*DATA PROVIDED*:

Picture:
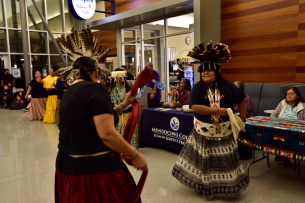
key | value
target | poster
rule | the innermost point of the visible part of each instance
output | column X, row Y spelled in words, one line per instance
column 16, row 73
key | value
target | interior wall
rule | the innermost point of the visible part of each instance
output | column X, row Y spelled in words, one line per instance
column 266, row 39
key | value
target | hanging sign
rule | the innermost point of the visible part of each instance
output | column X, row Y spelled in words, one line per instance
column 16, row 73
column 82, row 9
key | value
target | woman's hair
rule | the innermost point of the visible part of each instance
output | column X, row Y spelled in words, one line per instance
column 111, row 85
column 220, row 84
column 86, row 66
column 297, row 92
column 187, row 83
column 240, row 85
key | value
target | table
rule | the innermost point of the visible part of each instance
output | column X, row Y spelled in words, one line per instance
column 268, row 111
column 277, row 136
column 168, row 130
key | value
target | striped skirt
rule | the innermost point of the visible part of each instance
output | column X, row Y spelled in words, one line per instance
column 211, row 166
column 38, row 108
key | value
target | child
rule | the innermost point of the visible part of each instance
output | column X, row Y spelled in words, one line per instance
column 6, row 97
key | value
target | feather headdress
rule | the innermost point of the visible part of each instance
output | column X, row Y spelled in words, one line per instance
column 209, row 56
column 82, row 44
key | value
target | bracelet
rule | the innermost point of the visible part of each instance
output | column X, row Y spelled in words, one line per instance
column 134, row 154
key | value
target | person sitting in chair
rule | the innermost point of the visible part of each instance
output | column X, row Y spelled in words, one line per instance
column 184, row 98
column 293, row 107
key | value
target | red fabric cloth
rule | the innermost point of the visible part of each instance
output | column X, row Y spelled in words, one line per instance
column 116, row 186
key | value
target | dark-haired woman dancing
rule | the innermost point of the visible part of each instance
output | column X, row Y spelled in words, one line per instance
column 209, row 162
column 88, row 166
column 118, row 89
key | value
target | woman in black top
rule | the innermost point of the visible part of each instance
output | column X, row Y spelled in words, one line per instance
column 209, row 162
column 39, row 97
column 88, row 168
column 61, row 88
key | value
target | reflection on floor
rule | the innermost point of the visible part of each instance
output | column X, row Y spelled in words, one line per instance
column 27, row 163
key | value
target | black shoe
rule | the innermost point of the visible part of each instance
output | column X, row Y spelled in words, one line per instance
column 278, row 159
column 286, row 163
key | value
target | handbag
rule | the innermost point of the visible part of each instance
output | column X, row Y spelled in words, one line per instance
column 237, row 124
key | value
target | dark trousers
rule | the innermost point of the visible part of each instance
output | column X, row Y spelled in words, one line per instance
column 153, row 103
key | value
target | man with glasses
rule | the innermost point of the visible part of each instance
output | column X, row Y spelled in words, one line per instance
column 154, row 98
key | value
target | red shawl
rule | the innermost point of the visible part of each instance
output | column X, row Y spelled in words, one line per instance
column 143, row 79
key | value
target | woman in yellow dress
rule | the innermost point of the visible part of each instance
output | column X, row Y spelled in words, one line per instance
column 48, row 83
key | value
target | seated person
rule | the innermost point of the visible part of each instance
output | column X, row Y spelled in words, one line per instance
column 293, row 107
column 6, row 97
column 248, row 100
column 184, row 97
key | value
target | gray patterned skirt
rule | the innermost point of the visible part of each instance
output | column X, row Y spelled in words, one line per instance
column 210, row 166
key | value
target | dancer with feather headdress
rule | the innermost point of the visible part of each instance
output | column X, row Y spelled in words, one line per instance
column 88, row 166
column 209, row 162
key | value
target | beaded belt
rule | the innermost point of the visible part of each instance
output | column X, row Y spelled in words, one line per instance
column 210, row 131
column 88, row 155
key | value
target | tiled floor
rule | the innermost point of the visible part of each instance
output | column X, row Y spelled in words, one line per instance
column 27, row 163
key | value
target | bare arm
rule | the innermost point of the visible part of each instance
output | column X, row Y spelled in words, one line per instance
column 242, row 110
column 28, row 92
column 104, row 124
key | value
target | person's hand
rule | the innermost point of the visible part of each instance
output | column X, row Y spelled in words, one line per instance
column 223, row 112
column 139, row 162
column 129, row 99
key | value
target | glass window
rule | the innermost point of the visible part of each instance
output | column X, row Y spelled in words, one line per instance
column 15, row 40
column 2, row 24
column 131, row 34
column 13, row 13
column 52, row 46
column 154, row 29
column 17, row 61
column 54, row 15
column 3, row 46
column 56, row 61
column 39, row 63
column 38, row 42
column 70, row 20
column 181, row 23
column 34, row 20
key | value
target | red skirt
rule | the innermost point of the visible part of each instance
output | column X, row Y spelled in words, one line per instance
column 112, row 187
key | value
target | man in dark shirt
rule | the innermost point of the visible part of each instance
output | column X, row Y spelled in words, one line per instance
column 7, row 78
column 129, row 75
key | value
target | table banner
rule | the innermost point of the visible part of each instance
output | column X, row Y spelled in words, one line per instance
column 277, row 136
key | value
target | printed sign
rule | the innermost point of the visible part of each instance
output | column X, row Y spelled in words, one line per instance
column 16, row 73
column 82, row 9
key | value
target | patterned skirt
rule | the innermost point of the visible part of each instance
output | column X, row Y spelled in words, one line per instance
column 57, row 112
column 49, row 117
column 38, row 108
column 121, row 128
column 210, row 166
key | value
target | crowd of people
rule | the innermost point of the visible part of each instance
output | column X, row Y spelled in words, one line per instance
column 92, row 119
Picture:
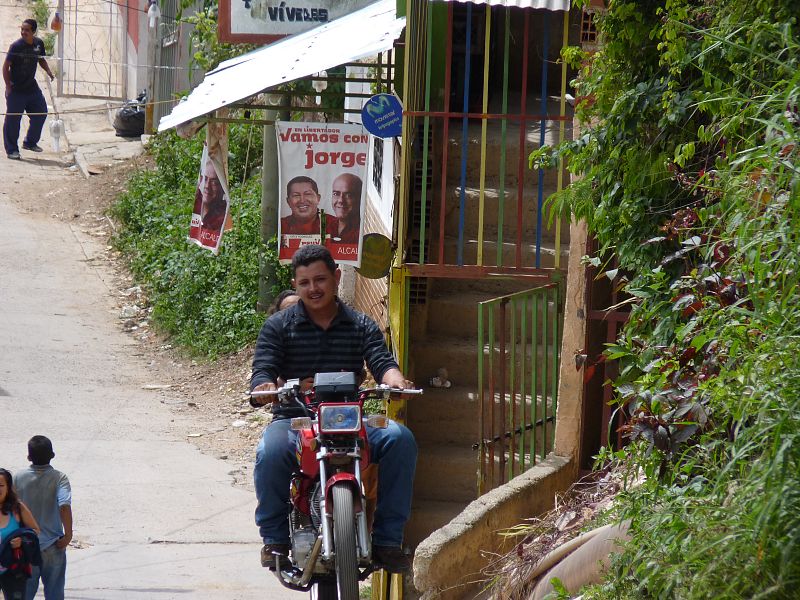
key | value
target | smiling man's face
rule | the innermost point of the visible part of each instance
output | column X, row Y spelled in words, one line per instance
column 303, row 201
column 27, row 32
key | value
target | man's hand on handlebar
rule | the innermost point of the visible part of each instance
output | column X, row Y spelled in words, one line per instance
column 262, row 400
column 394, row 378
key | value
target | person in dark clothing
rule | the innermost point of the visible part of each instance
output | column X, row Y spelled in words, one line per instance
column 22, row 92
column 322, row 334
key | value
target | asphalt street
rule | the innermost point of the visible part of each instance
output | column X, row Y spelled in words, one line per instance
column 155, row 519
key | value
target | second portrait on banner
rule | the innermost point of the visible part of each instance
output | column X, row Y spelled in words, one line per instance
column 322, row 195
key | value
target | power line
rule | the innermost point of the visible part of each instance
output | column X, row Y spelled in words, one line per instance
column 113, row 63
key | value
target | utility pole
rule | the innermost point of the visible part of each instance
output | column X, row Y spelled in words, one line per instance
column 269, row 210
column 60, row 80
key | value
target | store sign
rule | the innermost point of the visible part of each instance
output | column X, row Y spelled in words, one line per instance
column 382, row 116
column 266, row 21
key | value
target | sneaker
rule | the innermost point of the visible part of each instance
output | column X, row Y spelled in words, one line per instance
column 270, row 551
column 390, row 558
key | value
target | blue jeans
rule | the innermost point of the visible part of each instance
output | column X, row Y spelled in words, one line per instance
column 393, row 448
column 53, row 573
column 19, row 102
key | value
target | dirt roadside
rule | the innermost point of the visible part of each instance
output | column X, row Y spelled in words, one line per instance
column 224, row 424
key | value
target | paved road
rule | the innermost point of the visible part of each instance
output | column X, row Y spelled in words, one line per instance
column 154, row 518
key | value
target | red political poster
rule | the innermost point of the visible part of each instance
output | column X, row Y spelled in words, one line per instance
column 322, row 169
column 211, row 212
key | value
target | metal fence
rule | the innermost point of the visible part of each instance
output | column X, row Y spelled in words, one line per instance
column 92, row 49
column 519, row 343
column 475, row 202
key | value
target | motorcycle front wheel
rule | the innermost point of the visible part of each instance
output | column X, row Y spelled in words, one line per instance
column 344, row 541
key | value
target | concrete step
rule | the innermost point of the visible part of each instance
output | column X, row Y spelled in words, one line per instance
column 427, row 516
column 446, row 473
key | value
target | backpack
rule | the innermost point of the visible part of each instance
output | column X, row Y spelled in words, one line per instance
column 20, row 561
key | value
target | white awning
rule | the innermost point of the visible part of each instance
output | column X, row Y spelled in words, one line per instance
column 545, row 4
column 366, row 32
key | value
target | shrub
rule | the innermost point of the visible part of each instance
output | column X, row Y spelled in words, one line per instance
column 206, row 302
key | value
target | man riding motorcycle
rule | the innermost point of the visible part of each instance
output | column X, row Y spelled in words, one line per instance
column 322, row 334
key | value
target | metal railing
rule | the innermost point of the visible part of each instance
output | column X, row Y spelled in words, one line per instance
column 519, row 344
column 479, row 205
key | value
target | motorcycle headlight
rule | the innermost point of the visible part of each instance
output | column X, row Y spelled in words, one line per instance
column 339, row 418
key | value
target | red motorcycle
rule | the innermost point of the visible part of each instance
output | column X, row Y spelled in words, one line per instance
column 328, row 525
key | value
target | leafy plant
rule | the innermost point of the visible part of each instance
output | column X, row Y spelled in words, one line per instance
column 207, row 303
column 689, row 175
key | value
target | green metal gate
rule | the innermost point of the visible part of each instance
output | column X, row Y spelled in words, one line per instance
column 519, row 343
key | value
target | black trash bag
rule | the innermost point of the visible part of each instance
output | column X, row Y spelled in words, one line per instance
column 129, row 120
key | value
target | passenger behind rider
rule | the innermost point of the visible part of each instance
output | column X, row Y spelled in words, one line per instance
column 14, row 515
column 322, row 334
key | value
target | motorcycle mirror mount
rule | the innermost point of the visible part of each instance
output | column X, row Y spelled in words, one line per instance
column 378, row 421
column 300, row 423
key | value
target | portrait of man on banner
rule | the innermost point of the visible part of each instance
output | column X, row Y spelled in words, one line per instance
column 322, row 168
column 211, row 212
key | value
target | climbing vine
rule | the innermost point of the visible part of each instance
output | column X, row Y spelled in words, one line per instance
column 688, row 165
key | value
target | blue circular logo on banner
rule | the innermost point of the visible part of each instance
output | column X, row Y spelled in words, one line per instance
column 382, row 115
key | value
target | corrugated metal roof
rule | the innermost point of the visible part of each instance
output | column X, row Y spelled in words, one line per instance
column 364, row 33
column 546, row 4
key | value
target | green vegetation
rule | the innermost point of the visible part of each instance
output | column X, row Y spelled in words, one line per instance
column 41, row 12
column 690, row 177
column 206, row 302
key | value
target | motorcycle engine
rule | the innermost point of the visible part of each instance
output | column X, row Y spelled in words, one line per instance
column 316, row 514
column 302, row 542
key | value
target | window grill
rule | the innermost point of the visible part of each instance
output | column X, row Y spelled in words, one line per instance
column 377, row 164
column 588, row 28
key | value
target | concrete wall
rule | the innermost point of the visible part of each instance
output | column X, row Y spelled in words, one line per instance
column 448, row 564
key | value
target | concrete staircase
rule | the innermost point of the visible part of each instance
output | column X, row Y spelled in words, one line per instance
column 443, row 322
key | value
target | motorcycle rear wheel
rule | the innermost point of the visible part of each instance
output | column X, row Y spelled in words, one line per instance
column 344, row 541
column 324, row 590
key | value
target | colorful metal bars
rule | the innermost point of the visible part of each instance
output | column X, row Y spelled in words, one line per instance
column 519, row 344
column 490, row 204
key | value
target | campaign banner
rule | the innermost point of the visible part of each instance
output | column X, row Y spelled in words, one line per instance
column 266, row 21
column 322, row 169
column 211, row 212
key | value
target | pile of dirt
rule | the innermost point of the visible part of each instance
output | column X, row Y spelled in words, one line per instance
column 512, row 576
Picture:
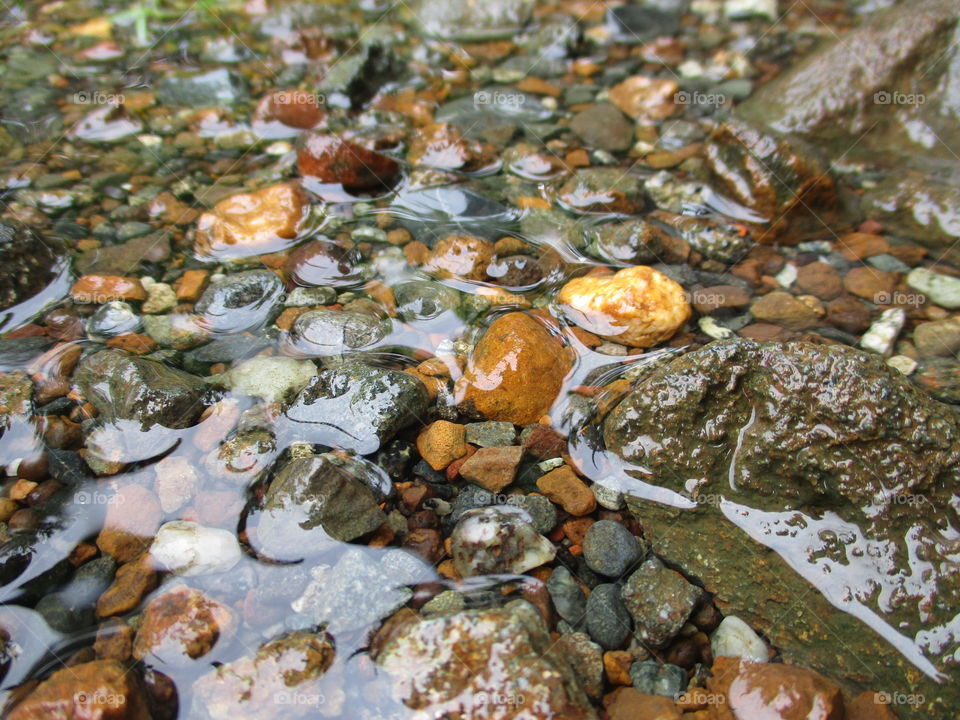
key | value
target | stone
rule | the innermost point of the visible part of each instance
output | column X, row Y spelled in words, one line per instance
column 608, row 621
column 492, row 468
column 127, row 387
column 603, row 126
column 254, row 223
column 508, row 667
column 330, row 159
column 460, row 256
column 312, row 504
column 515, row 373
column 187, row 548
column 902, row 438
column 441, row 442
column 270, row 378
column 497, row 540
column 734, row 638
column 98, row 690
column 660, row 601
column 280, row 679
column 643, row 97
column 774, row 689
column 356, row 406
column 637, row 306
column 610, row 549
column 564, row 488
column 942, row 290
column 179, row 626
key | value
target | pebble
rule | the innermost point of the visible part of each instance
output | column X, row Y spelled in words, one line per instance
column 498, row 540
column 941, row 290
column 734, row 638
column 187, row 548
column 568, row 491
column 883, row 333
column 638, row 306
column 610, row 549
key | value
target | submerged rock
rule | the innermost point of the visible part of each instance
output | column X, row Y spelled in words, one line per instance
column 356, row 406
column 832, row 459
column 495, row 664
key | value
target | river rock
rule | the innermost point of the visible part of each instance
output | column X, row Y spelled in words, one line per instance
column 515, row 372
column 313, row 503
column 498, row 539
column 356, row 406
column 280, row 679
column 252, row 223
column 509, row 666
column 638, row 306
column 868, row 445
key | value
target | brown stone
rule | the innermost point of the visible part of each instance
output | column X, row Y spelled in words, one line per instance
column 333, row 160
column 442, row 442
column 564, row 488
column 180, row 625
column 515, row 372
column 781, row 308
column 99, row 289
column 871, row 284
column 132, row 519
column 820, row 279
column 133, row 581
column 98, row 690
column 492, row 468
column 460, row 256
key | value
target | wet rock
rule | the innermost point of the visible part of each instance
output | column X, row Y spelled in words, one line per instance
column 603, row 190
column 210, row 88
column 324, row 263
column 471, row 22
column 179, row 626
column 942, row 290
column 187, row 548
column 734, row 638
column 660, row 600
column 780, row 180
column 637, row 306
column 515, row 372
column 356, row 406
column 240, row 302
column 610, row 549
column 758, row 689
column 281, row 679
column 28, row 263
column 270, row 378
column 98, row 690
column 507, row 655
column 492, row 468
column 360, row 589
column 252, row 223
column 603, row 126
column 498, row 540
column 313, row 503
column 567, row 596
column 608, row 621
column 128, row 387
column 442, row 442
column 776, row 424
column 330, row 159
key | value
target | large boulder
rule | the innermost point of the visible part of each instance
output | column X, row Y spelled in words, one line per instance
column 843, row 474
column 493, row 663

*PROBLEM TO SOLVE*:
Counting lines with the word "floor" in the listing, state the resulting number and nothing else.

*SOLUTION*:
2